What needs to be done: Transcribe the data in full, keeping each line exactly as it appears.

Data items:
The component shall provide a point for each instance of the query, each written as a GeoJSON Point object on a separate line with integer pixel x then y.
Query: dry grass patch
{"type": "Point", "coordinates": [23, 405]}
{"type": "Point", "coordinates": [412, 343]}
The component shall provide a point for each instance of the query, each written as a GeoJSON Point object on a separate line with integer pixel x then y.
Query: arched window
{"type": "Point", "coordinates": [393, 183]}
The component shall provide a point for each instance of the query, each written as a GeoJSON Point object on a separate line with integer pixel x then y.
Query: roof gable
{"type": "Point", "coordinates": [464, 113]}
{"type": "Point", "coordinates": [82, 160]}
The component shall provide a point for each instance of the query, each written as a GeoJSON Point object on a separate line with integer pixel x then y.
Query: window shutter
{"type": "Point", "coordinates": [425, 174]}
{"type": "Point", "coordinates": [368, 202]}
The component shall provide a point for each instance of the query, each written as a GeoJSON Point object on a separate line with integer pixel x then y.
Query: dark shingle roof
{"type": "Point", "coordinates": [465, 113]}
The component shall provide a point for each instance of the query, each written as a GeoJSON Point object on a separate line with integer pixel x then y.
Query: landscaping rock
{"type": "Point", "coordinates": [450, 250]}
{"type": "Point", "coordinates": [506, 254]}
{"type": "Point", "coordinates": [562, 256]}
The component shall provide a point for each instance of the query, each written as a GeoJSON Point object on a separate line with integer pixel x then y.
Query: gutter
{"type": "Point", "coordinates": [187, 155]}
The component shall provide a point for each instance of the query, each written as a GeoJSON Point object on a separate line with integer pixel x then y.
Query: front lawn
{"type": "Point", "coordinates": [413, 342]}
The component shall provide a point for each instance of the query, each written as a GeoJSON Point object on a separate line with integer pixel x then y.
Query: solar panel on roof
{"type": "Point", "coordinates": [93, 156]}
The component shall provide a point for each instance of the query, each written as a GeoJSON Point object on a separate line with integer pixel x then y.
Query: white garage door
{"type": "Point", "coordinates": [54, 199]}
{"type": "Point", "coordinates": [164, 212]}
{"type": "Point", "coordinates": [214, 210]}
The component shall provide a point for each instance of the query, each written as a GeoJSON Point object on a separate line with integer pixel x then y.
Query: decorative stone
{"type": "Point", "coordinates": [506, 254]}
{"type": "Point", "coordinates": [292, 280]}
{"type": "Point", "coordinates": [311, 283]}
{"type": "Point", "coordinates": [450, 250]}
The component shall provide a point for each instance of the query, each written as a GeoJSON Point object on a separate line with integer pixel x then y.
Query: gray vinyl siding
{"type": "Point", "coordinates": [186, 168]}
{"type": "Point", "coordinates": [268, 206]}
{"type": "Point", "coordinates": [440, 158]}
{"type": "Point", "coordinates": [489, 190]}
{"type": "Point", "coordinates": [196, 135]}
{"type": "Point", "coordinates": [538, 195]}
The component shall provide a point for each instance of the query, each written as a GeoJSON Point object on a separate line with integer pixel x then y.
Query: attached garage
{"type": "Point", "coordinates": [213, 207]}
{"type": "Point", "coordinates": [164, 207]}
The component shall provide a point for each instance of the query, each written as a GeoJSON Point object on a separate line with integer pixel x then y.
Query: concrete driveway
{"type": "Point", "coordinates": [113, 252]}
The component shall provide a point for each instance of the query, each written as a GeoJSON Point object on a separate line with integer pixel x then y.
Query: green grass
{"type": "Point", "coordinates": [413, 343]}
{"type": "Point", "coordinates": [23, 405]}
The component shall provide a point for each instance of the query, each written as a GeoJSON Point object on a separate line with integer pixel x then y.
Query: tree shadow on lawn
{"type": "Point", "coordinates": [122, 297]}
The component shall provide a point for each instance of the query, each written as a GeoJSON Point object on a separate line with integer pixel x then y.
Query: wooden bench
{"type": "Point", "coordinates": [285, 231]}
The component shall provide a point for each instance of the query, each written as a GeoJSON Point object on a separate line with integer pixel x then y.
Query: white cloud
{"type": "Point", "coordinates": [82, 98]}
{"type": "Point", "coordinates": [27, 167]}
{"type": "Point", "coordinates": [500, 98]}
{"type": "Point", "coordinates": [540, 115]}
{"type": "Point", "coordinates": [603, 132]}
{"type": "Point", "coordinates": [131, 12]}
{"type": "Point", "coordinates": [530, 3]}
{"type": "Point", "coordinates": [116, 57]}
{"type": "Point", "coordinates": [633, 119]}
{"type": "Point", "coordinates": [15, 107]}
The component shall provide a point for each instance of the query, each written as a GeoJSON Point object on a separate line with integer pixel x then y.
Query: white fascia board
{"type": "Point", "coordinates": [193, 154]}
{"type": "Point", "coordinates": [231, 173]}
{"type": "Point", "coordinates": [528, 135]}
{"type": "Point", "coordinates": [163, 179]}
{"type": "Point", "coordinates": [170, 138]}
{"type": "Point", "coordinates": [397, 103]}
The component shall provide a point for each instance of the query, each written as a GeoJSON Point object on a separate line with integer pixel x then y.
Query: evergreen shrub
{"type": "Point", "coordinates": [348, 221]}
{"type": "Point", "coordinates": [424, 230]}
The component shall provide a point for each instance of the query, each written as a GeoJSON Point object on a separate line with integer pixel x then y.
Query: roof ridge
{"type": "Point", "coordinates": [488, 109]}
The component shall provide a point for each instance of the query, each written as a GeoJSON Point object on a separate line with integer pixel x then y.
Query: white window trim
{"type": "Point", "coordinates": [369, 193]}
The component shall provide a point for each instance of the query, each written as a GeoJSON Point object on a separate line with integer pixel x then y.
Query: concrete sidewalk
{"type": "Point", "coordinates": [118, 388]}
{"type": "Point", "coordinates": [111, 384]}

Solution for this exercise:
The component shall provide a point for each instance of the query, each written as a GeoJSON Point object on a separate line with integer pixel x then y.
Query: dry grass patch
{"type": "Point", "coordinates": [23, 405]}
{"type": "Point", "coordinates": [412, 343]}
The component shall provide a point for each instance of the query, each written as a GeoJSON Point object on a separate line with integer pixel x then y.
Query: arched window
{"type": "Point", "coordinates": [393, 183]}
The component shall provide a point for each instance of the query, each written as a GeoJSON Point object on a separate line with integer pixel x then y.
Query: roof gable
{"type": "Point", "coordinates": [464, 113]}
{"type": "Point", "coordinates": [82, 160]}
The component shall provide a point for each instance of the query, each written as a GeoJSON Point object on a separate line with integer pixel x then y.
Query: window shutter
{"type": "Point", "coordinates": [425, 174]}
{"type": "Point", "coordinates": [368, 202]}
The component shall provide a point for each instance of the query, each written as a GeoJSON Point object on a separate line with integer pixel x then y.
Query: dark shingle roof
{"type": "Point", "coordinates": [465, 113]}
The component shall provide a point for each instance of the query, each written as a GeoJSON Point object on a separate line with integer pixel x then y.
Query: landscaping rock
{"type": "Point", "coordinates": [450, 250]}
{"type": "Point", "coordinates": [506, 254]}
{"type": "Point", "coordinates": [562, 256]}
The component shall provide a point for each instance of the query, each written as a GeoJSON Point object on a separate line with integer pixel x then y.
Query: gutter
{"type": "Point", "coordinates": [187, 155]}
The component shall provide a point for each instance of the query, each written as a GeoJSON Point object on a separate line with integer pixel x then y.
Query: front lawn
{"type": "Point", "coordinates": [413, 342]}
The component shall provide a point for each instance of the query, each written as a GeoJSON Point object on a separate line with integer pixel x then y.
Query: solar panel on roof
{"type": "Point", "coordinates": [93, 156]}
The component shall provide a point for each instance of the query, each written as a GeoJSON Point object on a separate line with integer pixel x then y.
Query: white garage door
{"type": "Point", "coordinates": [54, 199]}
{"type": "Point", "coordinates": [164, 212]}
{"type": "Point", "coordinates": [214, 210]}
The component shall provide a point for each instance of the query, each written as a GeoJSON Point object on a separate line with integer pixel x then y.
Query: decorative stone
{"type": "Point", "coordinates": [506, 254]}
{"type": "Point", "coordinates": [292, 280]}
{"type": "Point", "coordinates": [311, 283]}
{"type": "Point", "coordinates": [450, 250]}
The component shall provide a point for each instance of the query, each written as a GeoJSON Point object on a separate line with integer pixel x then y.
Query: gray vinyl siding
{"type": "Point", "coordinates": [186, 168]}
{"type": "Point", "coordinates": [268, 206]}
{"type": "Point", "coordinates": [440, 158]}
{"type": "Point", "coordinates": [489, 190]}
{"type": "Point", "coordinates": [196, 135]}
{"type": "Point", "coordinates": [538, 195]}
The component shall provide a point for each instance of the query, each written as a GeoJSON Point object on a separate line with integer pixel x then y.
Query: attached garage
{"type": "Point", "coordinates": [213, 207]}
{"type": "Point", "coordinates": [164, 207]}
The component shall provide a point for each instance of the query, each written as a GeoJSON Point object on a separate line with integer pixel x then y.
Query: concrete driveway
{"type": "Point", "coordinates": [113, 252]}
The component shall provide a point for each instance of the query, each written as a GeoJSON Point object on a separate line with integer pixel x then y.
Query: green grass
{"type": "Point", "coordinates": [413, 343]}
{"type": "Point", "coordinates": [23, 405]}
The component shall provide a point for each instance of the query, each written as a GeoJSON Point object on a separate line with integer pixel x then y.
Query: tree shadow on lawn
{"type": "Point", "coordinates": [122, 297]}
The component shall provide a point for each instance of the query, each written as a GeoJSON Point object on a separate line with integer pixel x then y.
Query: wooden bench
{"type": "Point", "coordinates": [285, 231]}
The component shall provide a point for each instance of the query, each written as a GeoJSON Point object on a separate line with integer pixel x then y.
Query: white cloud
{"type": "Point", "coordinates": [82, 98]}
{"type": "Point", "coordinates": [27, 167]}
{"type": "Point", "coordinates": [500, 98]}
{"type": "Point", "coordinates": [540, 115]}
{"type": "Point", "coordinates": [603, 132]}
{"type": "Point", "coordinates": [131, 12]}
{"type": "Point", "coordinates": [530, 3]}
{"type": "Point", "coordinates": [116, 57]}
{"type": "Point", "coordinates": [633, 119]}
{"type": "Point", "coordinates": [15, 107]}
The component shall provide a point for each instance of the query, each written as a GeoJSON Point object on a separate line with integer pixel x then y.
Query: white fascia board
{"type": "Point", "coordinates": [193, 154]}
{"type": "Point", "coordinates": [231, 173]}
{"type": "Point", "coordinates": [528, 135]}
{"type": "Point", "coordinates": [163, 179]}
{"type": "Point", "coordinates": [170, 138]}
{"type": "Point", "coordinates": [397, 103]}
The component shall provide a point for each instance of the query, each written as a GeoJSON Point object on a separate line with integer pixel x then y.
Query: evergreen shrub
{"type": "Point", "coordinates": [348, 221]}
{"type": "Point", "coordinates": [424, 230]}
The component shall provide a point for each instance of the query, each written as a GeoJSON Point object on a separate line with integer pixel x then y.
Query: roof ridge
{"type": "Point", "coordinates": [488, 109]}
The component shall provide a point for each instance of the query, each written as a GeoJSON Point object on a separate line with integer pixel x then y.
Query: white window trim
{"type": "Point", "coordinates": [369, 193]}
The component shall provide a point for each instance of the query, each written as a GeoJSON Point object on a separate line with integer pixel x then y.
Query: concrete sidewalk
{"type": "Point", "coordinates": [118, 388]}
{"type": "Point", "coordinates": [111, 384]}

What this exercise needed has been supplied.